┌──

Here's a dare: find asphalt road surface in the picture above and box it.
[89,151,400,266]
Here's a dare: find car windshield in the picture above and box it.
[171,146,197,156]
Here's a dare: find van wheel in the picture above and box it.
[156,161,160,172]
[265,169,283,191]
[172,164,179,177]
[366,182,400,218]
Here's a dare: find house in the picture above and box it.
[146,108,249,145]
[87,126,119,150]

└──
┌──

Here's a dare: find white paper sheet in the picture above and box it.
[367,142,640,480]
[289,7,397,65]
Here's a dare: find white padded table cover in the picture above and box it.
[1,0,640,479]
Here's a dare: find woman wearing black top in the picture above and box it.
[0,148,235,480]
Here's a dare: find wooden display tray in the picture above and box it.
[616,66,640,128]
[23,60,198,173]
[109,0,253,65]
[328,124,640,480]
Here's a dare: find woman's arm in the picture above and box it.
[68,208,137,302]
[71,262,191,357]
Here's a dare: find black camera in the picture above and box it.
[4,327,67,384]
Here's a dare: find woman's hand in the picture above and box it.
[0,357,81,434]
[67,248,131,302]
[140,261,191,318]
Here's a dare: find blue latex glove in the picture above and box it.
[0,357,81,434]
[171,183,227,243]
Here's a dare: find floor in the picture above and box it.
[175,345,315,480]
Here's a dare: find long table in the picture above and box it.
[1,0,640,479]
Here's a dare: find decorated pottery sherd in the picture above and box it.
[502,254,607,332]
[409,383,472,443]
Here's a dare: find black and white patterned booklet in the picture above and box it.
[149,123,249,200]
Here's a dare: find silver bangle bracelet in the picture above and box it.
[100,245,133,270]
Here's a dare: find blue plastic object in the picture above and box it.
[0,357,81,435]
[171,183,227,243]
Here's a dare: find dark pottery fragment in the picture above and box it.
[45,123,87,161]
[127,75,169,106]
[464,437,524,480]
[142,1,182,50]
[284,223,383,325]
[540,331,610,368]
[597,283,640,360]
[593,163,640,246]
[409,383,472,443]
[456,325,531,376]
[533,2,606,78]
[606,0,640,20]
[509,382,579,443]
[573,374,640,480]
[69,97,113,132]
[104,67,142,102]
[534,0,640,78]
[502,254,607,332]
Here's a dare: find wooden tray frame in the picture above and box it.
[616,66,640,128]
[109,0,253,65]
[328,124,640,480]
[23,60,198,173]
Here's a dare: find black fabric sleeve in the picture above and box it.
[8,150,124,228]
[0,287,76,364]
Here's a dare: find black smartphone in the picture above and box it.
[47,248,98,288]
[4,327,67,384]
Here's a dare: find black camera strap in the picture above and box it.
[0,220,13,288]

└──

● Written exercise: Return each line of the data above that contains the string "white".

● Reply:
Here's a dare: find white paper sheet in the picture above and box it.
Here's a dare: find white padded table cover in the picture above and box it.
Here's a dare: find black and white patterned booklet in the picture above and box it.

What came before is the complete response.